- [Brano di lettura]:
- - - - -

Questa narrazione corrisponde, più o meno, a una speranza. Quella di chi vuole scorgere nello smart working un modo per provare a uscire dalla routine della giungla d’asfalto cittadina, dalle ore passate su un Grande Raccordo, dalle metropolitane affollate, dai propri uffici/isole che assomigliano ad alveari impersonali. Desiderio comprensibile. Riportare l’esistenza a cadenze più lente, che si confanno ad aspirazioni personali non necessariamente legate alla produttività. Fosse così si assisterebbe a un vero cambiamento di paradigma. Invertire l’apriorismo culturale del neo-liberismo: la felicità si trova dentro la produzione e negli interstizi dell’aspirazione al consumo.
Una volta però infranto il sogno a occhi aperti, se si lascia stare per un momento la visione di quei lavoratori/creativi immersi nelle loro elucubrazioni immateriali, i quali hanno difficoltà nel riconoscere il proprio status di sfruttati poiché inglobati nella promessa della meritocrazia individualista e nei meccanismi di costruzione dell’uomo/impresa e quindi educati alla resilienza acritica, si può dire che le cose non vadano esattamente così. Certo per puro spirito di calunnia qualche buontempone – tra tutti l’ineffabile Ichino – non perde tempo nel sostenere che i lavoratori in smart working si beino della loro propensione all’accattonaggio, soprattutto i “pubblici” paragonati a dei veri e propri cospiratori per un nuovo potere parassitario. Insultare chi lavora un tanto al chilo nell’era dei mercati è operazione sempre ripagata con qualche medaglietta al valore da indossare con fierezza.

- - - - -

- [Dati forniti]:
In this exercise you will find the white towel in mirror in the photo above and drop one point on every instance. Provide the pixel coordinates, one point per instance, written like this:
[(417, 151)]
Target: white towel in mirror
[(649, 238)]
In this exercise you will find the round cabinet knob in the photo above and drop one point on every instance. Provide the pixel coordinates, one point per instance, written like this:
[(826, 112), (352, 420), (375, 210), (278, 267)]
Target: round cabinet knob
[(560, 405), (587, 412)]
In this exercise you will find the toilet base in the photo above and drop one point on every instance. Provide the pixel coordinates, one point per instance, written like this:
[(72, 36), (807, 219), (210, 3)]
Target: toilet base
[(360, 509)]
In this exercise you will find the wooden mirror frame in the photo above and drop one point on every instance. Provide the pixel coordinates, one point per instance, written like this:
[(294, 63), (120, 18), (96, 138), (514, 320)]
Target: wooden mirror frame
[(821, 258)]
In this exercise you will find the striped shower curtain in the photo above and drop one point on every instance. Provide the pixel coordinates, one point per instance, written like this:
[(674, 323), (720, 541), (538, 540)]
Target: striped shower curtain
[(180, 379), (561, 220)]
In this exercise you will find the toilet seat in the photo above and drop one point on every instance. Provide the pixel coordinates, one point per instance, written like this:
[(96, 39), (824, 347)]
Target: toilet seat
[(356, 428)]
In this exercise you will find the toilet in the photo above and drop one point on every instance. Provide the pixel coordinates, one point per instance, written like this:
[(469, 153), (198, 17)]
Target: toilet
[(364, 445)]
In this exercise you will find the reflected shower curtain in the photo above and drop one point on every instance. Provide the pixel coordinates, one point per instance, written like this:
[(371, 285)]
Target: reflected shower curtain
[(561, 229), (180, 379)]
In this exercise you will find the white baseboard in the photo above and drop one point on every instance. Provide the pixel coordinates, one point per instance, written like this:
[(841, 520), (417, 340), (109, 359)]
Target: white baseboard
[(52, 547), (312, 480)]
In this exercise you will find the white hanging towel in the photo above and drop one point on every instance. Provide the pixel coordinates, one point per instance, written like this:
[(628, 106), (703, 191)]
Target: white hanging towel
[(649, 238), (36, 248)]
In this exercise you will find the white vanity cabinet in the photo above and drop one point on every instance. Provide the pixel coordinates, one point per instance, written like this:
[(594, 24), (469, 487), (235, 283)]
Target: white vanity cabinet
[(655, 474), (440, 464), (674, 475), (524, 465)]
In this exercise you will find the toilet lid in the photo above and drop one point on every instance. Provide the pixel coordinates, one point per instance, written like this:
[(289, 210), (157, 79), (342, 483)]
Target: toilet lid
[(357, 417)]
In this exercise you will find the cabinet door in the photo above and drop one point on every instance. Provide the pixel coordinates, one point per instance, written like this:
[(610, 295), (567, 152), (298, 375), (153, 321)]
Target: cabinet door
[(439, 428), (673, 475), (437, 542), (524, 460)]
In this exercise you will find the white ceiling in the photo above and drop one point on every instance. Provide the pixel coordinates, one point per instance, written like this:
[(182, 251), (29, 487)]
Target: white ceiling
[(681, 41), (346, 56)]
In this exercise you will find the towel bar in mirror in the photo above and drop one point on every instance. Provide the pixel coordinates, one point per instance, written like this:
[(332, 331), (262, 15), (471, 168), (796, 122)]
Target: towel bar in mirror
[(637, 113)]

- - - - -

- [Cosa fare]:
(1) Nel brano sullo smart working, quale persona viene nominata fra coloro che sostengono che i lavoratori in smart working si beino della loro propensione all'accattonaggio?
(2) Trascrivi come lista JSON di stringhe, una per ciascuna linea, il tratto delle righe fornite che comincia con la linea contenente "In this exercise you will find the toilet lid" e termina con quella contenente "[(357, 417)]", entrambe incluse.

- [Soluzioni]:
(1) Ichino.

(2)
[
  "In this exercise you will find the toilet lid in the photo above and drop one point on every instance. Provide the pixel coordinates, one point per instance, written like this:",
  "[(289, 210), (157, 79), (342, 483)]",
  "Target: toilet lid",
  "[(357, 417)]"
]